Restate the last part of the records below word for word, beginning at the line with "The format appears" and ending at the final line.

-- Opening Marker --

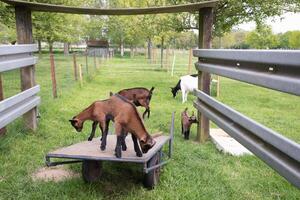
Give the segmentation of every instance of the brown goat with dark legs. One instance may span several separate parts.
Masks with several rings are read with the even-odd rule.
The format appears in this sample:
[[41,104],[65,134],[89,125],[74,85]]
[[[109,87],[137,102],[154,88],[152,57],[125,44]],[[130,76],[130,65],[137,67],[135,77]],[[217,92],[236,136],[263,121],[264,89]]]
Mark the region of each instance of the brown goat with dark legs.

-- Closing Marker --

» COMPLETED TASK
The format appears in this sample:
[[41,104],[65,134],[89,125],[74,85]]
[[[109,87],[137,102],[154,88],[152,57],[125,44]],[[130,76],[130,65],[137,67],[135,77]],[[217,92],[236,136],[263,121],[264,89]]]
Mark the region of each instance of the brown goat with dark legs.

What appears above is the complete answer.